## Start The input
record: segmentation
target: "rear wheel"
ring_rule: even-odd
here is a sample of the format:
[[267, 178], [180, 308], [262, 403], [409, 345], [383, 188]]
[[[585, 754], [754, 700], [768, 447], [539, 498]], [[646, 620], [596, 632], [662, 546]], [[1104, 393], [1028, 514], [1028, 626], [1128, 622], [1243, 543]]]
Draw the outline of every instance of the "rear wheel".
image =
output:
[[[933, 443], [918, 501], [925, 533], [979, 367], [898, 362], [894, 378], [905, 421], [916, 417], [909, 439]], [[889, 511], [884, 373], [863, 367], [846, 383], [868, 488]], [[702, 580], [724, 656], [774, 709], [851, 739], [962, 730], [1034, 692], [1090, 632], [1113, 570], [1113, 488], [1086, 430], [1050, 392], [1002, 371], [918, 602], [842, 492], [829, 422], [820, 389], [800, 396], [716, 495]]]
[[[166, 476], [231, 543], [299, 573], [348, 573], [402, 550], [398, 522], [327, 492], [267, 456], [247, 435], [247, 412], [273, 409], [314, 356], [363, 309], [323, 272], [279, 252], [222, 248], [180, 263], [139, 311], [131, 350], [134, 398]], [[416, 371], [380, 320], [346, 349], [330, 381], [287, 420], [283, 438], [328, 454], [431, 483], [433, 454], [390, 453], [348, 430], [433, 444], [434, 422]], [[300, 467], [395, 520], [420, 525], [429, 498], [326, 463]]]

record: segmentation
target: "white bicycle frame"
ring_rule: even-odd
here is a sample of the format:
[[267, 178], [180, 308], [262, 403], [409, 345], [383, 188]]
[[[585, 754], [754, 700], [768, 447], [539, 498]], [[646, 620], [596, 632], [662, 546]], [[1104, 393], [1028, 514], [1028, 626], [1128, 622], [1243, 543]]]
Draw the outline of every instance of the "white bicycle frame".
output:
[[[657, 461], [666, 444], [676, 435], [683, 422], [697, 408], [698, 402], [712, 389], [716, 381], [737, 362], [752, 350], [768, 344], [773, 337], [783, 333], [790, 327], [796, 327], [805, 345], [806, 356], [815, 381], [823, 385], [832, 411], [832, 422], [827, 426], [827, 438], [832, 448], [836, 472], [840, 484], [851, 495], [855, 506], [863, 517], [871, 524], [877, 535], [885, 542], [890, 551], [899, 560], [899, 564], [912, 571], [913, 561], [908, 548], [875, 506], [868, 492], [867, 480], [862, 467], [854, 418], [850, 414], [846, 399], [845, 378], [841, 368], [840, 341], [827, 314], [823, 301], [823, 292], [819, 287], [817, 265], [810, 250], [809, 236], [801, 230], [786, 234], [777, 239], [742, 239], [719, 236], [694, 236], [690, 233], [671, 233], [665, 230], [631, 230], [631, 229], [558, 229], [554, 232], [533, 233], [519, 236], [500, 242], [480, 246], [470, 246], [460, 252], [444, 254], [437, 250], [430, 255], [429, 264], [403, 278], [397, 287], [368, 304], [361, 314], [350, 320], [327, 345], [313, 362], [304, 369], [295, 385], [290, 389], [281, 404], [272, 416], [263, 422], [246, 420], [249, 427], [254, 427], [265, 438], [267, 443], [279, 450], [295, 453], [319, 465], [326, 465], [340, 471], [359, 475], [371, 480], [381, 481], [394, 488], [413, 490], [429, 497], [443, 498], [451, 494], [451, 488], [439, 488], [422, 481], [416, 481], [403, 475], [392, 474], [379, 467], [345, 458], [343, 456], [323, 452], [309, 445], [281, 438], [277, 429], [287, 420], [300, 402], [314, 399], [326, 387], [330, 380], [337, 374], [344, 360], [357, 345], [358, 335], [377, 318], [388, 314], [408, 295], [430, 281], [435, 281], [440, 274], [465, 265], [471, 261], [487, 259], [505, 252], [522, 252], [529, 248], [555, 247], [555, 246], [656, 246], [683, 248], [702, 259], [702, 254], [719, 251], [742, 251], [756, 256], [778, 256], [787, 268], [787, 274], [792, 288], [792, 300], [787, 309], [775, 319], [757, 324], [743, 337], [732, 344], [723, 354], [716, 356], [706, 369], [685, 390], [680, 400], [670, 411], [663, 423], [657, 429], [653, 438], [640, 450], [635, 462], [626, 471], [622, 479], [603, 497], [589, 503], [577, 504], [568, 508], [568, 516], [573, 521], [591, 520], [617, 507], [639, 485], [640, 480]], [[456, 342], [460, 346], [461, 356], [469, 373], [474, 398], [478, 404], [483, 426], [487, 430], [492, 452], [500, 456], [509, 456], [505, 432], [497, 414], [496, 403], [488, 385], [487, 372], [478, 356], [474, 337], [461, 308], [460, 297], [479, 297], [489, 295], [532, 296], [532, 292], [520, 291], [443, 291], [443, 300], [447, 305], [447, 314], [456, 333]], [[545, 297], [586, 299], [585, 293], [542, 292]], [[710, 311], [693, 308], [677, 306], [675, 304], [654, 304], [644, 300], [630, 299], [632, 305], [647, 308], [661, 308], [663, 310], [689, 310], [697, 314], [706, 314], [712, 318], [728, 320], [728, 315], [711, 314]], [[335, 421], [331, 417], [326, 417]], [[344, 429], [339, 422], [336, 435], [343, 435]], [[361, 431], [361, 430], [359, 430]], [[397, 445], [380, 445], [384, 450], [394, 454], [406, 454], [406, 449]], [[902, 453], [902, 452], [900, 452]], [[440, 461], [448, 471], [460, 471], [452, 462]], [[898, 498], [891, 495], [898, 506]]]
## End The input
▶ What you have to do
Report each line of the material above that contains the word "every". Treat uppercase and lowercase letters as different.

▶ Reply to the task
Draw the outline of every instance of the "rear wheel".
Draw the outline of every instance of the "white bicycle frame".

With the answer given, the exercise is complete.